**TEXTE SOURCE**
==========

Les brouteurs, les arnaqueurs d´Afrique
Ce coup-ci je vous ai trouvé un très beau reportage d´un blogeur. Je vous conseille vivement la lecture de son blog
Cyber-escroquerie… les 501 coups des ’’brouteurs‘’ ivoiriens !
L’escroquerie, sous une nouvelle forme de cybercriminalité en Côte d’Ivoire. Un danger pour la jeunesse qui abandonne la formation au profit de la délinquance. Mon enquête…Visage bardé d’une paire solaire, le poignet scintillant d’une montre de luxe, le téléphone portable 3G scotché à l’oreille, une boucle en diamant sur l’oreille gauche, des bijoux rutilants au cou, des vestimentaires flambants neufs sortis d’une boutique de griffes du Plateau (Abidjan) ‘‘massent ‘’ le corps de Alfred S. Ce samedi, assis dans une « Mercedes classe E» étincelante avec un iPad à son bord, cet adolescent âgé d’à peine 17 ans passe pour un redoutable escroc “avisé’’ sur internet. Il n’a rien à envier à des hommes d’affaires prospères. Encore moins à regretter alors que ses camarades qu’il a abandonnés, trois ans en classe de 3ème, poursuivent leurs études. Il surfe sur les grandes surfaces de la capitale économique d’Abidjan. Alfred S. expose sa manière de «vivre sa vie».

==========

**Enregistrements du jeu de données**
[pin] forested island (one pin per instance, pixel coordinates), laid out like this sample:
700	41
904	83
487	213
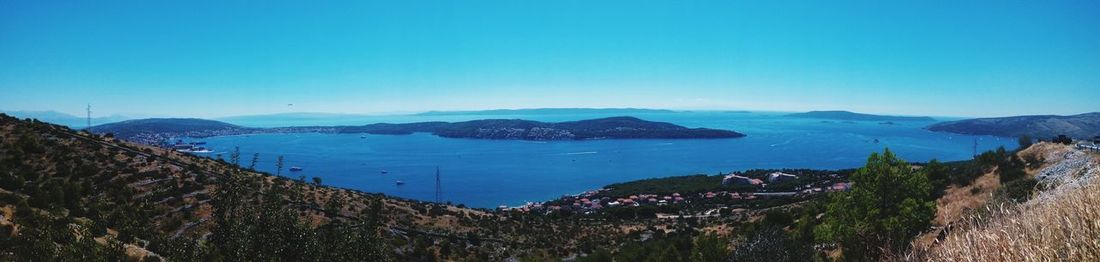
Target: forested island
153	130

==========

**OBJECTIF ANNONCÉ**
Recopiez le passage du reportage sur les brouteurs ivoiriens qui va de « Les brouteurs, les » à « des ’’brouteurs‘’ ivoiriens ! », ces deux bouts compris.

**RÉPONSE PROPOSÉE**
Les brouteurs, les arnaqueurs d´Afrique
Ce coup-ci je vous ai trouvé un très beau reportage d´un blogeur. Je vous conseille vivement la lecture de son blog
Cyber-escroquerie… les 501 coups des ’’brouteurs‘’ ivoiriens !